**AUFGABE 1:**
Gib aus dem Erkenntnis zur Berufung wegen Übertretung der StVO den Abschnitt wörtlich wieder, der mit den Worten beginnt, die „I. Der Berufung“ enthalten, und mit „verhängten Geldstrafe) auferlegt.“ schließt.
━━━━━ VORGEGEBENER TEXT
VwSen-107115/8/Br/Bk Linz, am 5. September 2000

DVR. 069039

E R K E N N T N I S

Der unabhängige Verwaltungssenat des Landes Oberösterreich erkennt durch sein Mitglied Dr. Bleier über die Berufung des Herrn G, gegen das Straferkenntnis der Bezirkshauptmannschaft Linz-Land, vom 13. Juni 2000, VerkR96-12838-1999-K, wegen Übertretungen der StVO 1960 nach der am 5. September 2000 durchgeführten öffentlichen mündlichen Verhandlung, zu Recht:

I. Der Berufung wird keine Folge gegeben; das angefochtene Straferkenntnis wird mit der Maßgabe bestätigt, als dem Spruch die Wortfolge .....,"indem Sie den Schutzweg ohne anzuhalten überquerten." anzufügen ist.

Rechtsgrundlage:

§ 66 Abs. 4 Allgemeines Verwaltungsverfahrensgesetz 1991, BGBl.Nr. 51, zuletzt geändert durch BGBl.Nr. 29/2000 - AVG § 19, § 24§ 51 Abs.1, § 51e Abs.1 und § 51i Verwaltungsstrafgesetz 1991, BGBl. I. Nr. 52, zuletzt geändert durch BGBl.I. Nr. 26/2000 - VStG.

II. Zuzüglich zu den erstinstanzlichen Verfahrenskosten werden als Kosten für das Berufungsverfahren 160 S (entspricht 11,63 € - 20 % der verhängten Geldstrafe) auferlegt.

Rechtsgrundlage:

§ 64 Abs.1 und 2 VStG.

Entscheidungsgründe:

1. Die Bezirkshauptmannschaft Linz-Land hat mit o.a. Straferkenntnis dem Berufungswerber eine Geldstrafe von 800 S und für den Fall der Uneinbringlichkeit eine Ersatzfreiheitsstrafe von 24 Stunden auferlegt, weil er am 15.9.1999 um 07.47 Uhr den Pkw mit dem Kz. im Ortsgebiet von Traun auf der Weidfeldstraße in Richtung Traun gelenkt habe, wobei er auf Höhe der VS-Dionysen, zwei am Gehsteig vor dem dortigen Schutzweg stehenden Kindern, welche diesen erkennbar benützen wollten, nicht das ungehinderte Überqueren ermöglicht habe.
━━━━━━━━━━
━━━━━ VORLIEGENDES MATERIAL
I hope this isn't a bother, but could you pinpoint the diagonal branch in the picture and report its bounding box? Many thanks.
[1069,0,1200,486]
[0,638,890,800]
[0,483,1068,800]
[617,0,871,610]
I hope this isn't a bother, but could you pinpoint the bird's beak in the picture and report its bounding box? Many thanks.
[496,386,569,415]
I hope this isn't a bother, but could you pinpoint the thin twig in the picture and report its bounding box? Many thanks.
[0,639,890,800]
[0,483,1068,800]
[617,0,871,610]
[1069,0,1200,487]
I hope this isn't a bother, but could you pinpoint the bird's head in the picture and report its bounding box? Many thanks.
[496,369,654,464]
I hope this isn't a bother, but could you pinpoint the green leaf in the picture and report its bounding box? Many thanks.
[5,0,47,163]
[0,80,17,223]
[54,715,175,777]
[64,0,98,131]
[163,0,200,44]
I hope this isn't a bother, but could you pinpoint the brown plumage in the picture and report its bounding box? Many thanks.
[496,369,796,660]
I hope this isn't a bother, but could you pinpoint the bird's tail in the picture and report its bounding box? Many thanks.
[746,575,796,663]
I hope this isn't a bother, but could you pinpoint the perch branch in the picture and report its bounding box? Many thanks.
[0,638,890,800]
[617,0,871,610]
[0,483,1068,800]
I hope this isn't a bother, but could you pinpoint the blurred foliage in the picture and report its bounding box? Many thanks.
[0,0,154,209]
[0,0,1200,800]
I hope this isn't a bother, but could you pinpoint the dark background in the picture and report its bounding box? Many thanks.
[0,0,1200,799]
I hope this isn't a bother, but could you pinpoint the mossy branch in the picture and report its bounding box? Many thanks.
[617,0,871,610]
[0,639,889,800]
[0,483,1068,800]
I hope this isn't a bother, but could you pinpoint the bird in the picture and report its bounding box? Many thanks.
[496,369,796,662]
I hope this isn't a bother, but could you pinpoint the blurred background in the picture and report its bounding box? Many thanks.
━━━━━━━━━━
**AUFGABE 2:**
Aktualisiere im Listing nur den Abschnitt, der mit der Zeile beginnt, die „the bird's tail“ enthält, und mit der Zeile schließt, die „[746,575,796,663]“ enthält, beide eingeschlossen. Ersetze darin „pinpoint“ durch „locate“, lass alles andere unverändert und gib nur diese Zeilen aus.

**ANTWORT 1:**
I. Der Berufung wird keine Folge gegeben; das angefochtene Straferkenntnis wird mit der Maßgabe bestätigt, als dem Spruch die Wortfolge .....,"indem Sie den Schutzweg ohne anzuhalten überquerten." anzufügen ist.

Rechtsgrundlage:

§ 66 Abs. 4 Allgemeines Verwaltungsverfahrensgesetz 1991, BGBl.Nr. 51, zuletzt geändert durch BGBl.Nr. 29/2000 - AVG § 19, § 24§ 51 Abs.1, § 51e Abs.1 und § 51i Verwaltungsstrafgesetz 1991, BGBl. I. Nr. 52, zuletzt geändert durch BGBl.I. Nr. 26/2000 - VStG.

II. Zuzüglich zu den erstinstanzlichen Verfahrenskosten werden als Kosten für das Berufungsverfahren 160 S (entspricht 11,63 € - 20 % der verhängten Geldstrafe) auferlegt.

**ANTWORT 2:**
I hope this isn't a bother, but could you locate the bird's tail in the picture and report its bounding box? Many thanks.
[746,575,796,663]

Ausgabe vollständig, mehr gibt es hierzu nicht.